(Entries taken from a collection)
((
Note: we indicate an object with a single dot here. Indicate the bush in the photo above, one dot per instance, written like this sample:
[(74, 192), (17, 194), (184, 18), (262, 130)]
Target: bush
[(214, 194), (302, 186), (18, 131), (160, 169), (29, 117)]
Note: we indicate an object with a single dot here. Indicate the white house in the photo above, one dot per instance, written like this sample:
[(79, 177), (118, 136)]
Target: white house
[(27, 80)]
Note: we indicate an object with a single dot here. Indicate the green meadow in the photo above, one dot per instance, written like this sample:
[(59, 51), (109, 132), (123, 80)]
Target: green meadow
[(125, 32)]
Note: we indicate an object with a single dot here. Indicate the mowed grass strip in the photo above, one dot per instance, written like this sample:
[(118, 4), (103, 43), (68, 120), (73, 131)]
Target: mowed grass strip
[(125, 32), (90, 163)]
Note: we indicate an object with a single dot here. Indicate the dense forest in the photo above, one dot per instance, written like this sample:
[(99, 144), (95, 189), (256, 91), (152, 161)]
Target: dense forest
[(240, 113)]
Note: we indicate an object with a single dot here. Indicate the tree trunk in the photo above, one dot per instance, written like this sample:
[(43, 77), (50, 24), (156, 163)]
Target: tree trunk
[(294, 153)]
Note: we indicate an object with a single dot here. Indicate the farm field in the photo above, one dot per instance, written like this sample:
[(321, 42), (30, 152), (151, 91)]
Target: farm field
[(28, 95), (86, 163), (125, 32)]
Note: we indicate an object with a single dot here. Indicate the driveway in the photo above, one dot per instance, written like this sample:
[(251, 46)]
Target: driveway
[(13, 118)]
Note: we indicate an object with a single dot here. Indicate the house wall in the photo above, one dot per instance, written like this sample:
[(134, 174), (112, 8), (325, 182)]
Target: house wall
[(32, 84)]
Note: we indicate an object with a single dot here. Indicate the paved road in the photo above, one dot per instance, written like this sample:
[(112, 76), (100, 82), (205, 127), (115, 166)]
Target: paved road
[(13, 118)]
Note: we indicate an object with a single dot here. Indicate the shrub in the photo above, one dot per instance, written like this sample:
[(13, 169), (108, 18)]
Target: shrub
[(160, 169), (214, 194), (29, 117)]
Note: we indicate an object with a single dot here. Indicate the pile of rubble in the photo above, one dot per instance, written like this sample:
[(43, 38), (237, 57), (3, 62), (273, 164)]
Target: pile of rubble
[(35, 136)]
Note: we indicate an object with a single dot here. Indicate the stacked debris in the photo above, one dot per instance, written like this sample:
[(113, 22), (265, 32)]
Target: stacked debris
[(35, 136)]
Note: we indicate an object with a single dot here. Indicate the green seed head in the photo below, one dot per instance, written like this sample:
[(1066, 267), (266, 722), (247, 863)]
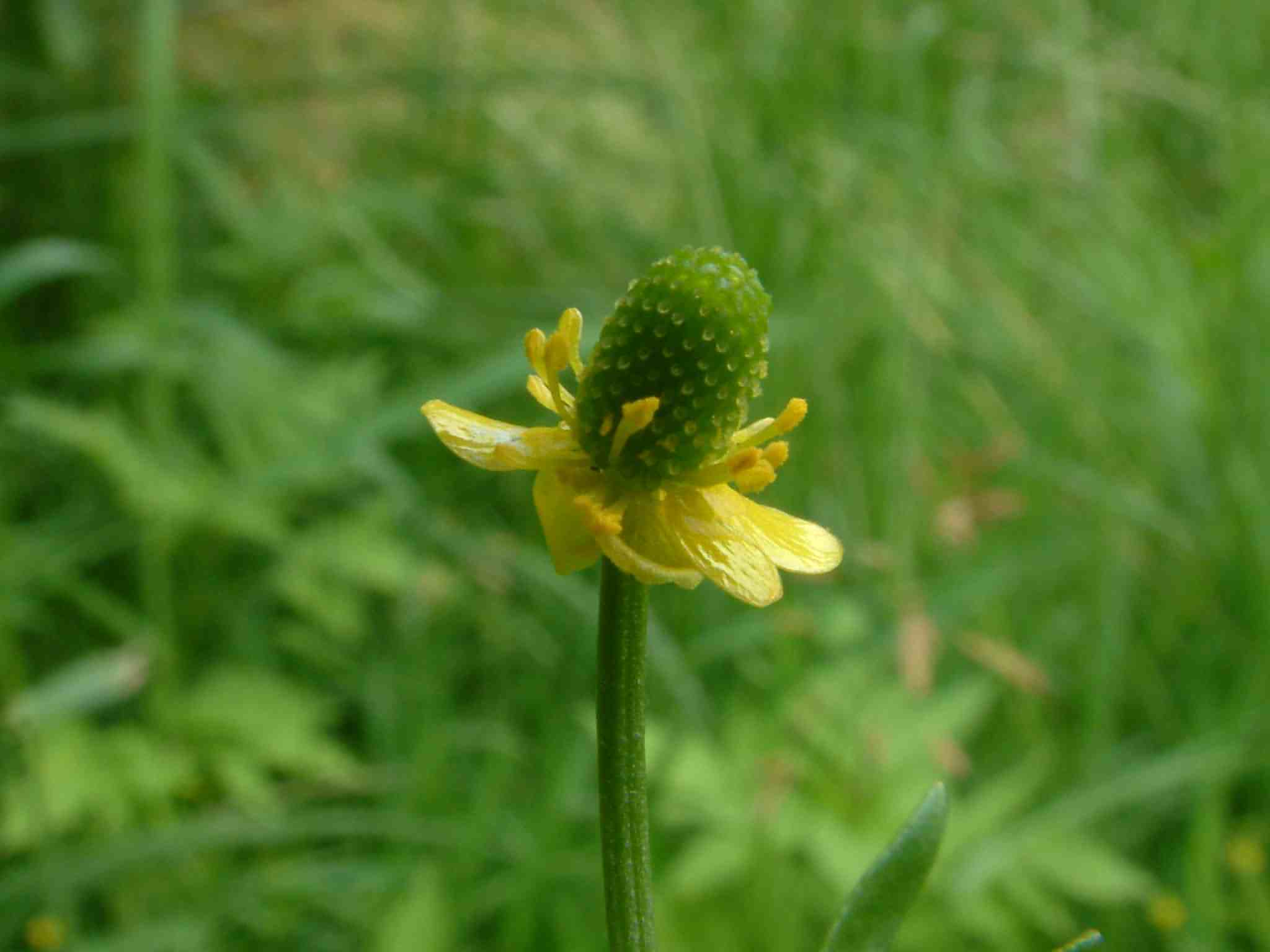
))
- What is expected: Pictures are to be dropped; every line of the records is to be returned unchanged.

- Response box:
Note: we indicate an object with a single dot here. Indicate the bush in the photo above, one dot per instance, written like this sample:
[(74, 192), (17, 194), (184, 18), (262, 130)]
Target: bush
[(214, 194), (302, 186), (18, 131), (160, 169), (29, 117)]
Note: we indicate an object with a single dot here. Indicate the white house in the photo above, one dot per instance, written like this sample:
[(79, 177), (118, 136)]
Target: white house
[(27, 80)]
Note: we indicate an object with a single dot here. Indicate the green meadow in the photo above, one dot per instance, written like this sample:
[(59, 51), (109, 132), (123, 80)]
Target: green meadow
[(125, 32)]
Note: we indicate an object with a single dot here. Indicate the mowed grass strip in the photo above, one dot per instance, written like this sample:
[(118, 4), (103, 43), (68, 120), (73, 131)]
Target: mowed grass strip
[(125, 32), (90, 163)]
Note: we indicate an object with a single dot here. Indicate the dense forest in the photo above, one dot per instance, written like this sample:
[(99, 144), (95, 189), (256, 91), (152, 161)]
Target: dense forest
[(240, 113)]
Note: we indicate an object with a single dot here. Indicate the tree trunk in the photo above, one dot per instance, written like this sample:
[(43, 77), (50, 24), (156, 163)]
Target: tree trunk
[(294, 153)]
Note: we indicate an object with a single dot here. Indicate the farm field in the photo above, one dot per instance, written like this sample:
[(321, 42), (30, 152), (151, 91)]
Target: farm field
[(28, 95), (86, 163), (125, 32)]
Note: we indicate an object with a single dot here. Indicate the driveway in the photo above, one dot per instance, written like this sample:
[(251, 46)]
Target: driveway
[(13, 118)]
Note: we indicate an object with a single dot here. Indicate the house wall in the photo above, one dot per instance, written like this sample:
[(134, 174), (112, 8), (325, 182)]
Target: house wall
[(32, 84)]
Note: we indicate an object with a single dot here. Indicate the paved road in the photo above, one dot per instance, written like this sample:
[(112, 76), (100, 82), (205, 127), (115, 166)]
Target: paved road
[(13, 118)]
Note: we indicate an object with a single dot here. Indicate the shrub in the photo above, one dot per instance, written like this sample:
[(13, 169), (108, 18)]
Target: shrub
[(160, 169), (214, 194), (29, 117)]
Note: we indicate an object with a single dot here. Indicate the pile of rubble in the photo above, one dot per instance, written like this sample:
[(43, 38), (237, 57), (3, 62), (273, 164)]
Target: pile of rubble
[(35, 136)]
Note: we indicate an object with a single dot here. Indicate the stacked debris in the photo above, one dot per instance, written like this sample:
[(113, 22), (265, 32)]
Target: stacked debris
[(35, 136)]
Note: we indicate an object with a single dot here. Indicate the green seed head in the photo below, one dot per instance, written like this sample:
[(1066, 267), (266, 722), (247, 863)]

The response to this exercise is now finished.